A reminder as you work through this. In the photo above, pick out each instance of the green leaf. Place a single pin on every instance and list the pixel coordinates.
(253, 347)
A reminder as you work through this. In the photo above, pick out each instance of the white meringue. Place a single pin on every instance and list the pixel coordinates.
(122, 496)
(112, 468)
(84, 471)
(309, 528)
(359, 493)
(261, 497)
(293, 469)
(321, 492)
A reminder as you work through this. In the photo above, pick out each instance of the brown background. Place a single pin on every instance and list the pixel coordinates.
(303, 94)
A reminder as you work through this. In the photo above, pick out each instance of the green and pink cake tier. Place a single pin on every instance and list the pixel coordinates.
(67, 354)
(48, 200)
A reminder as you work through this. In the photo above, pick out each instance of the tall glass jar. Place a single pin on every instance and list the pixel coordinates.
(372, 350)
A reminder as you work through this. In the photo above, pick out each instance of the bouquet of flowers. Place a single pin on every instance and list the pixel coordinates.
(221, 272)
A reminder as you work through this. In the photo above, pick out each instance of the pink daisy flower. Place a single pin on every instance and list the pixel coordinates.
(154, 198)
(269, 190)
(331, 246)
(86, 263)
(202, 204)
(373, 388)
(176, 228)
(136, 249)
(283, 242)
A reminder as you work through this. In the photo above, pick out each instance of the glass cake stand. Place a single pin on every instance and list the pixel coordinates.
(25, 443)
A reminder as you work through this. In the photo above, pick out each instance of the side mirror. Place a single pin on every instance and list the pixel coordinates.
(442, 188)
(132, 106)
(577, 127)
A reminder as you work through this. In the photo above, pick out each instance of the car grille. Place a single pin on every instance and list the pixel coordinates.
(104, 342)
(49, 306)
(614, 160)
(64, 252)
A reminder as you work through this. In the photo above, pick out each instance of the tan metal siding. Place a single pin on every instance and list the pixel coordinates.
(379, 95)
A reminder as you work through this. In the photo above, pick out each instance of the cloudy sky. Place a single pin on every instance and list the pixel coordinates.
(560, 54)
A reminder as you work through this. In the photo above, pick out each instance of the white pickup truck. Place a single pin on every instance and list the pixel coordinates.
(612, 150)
━━━━━━━━━━
STATED GOAL:
Substitute "single marker" for "single pin" throughout all the lines above, keeping everything else the same.

FINISHED ANSWER:
A reminder as you work through this. In the photo above, pick out each instance of the green leaf. Place a single marker on every instance and list the pixel coordinates.
(253, 347)
A reminder as you work through this. In the photo above, pick out each instance of the white meringue. Place a single marker on every instance and list the pixel coordinates.
(122, 496)
(112, 468)
(84, 471)
(309, 528)
(359, 493)
(261, 497)
(293, 469)
(321, 492)
A reminder as you work through this. In the photo above, pick out each instance of the brown background. Place a single marker on every instance and list the pixel coordinates.
(303, 94)
A reminder as you work through this. In the photo above, pick out each instance of the green and pink cake tier. Place a single marker on every instance and list the pixel coordinates.
(67, 354)
(48, 200)
A reminder as you work through this. In the photo above, pick out each instance of the tall glass jar. Place a single marker on every instance and list the pixel coordinates.
(372, 350)
A reminder as you work through this. In the photo above, pick out each instance of the bouquet of flowers. Place a single marker on every instance and list the pixel coordinates.
(221, 272)
A reminder as you work through this. In the photo above, pick out each instance of the pink daisy flower. Place a single marker on every instance and list the pixel coordinates.
(154, 198)
(269, 190)
(331, 246)
(86, 263)
(202, 204)
(373, 388)
(176, 228)
(136, 249)
(283, 242)
A reminder as you work through this. In the photo above, pick out each instance of the glass cake stand. Place a single marker on every instance and list the pixel coordinates.
(25, 443)
A reminder as you work through this. In the photo above, pick out each instance of the side mirror. Place a single marker on every instance and list the pixel coordinates.
(442, 188)
(132, 106)
(577, 127)
A reminder as you work through this. In the photo above, pick out each instance of the car grille. Place a single marker on every instance and list the pixel coordinates.
(104, 342)
(49, 306)
(614, 160)
(64, 252)
A reminder as you work through this. In the photo above, pick out each instance of the tan metal siding. Place a single marker on every instance and list the pixel coordinates.
(379, 95)
A reminder as you work through this. In the photo above, pick out each instance of the cloudy sky. Place a single marker on every instance and list the pixel coordinates.
(560, 54)
A reminder as you work through this. In the photo above, pick out each instance of the white pickup truck. Place a single marker on every instance and list the pixel coordinates.
(612, 150)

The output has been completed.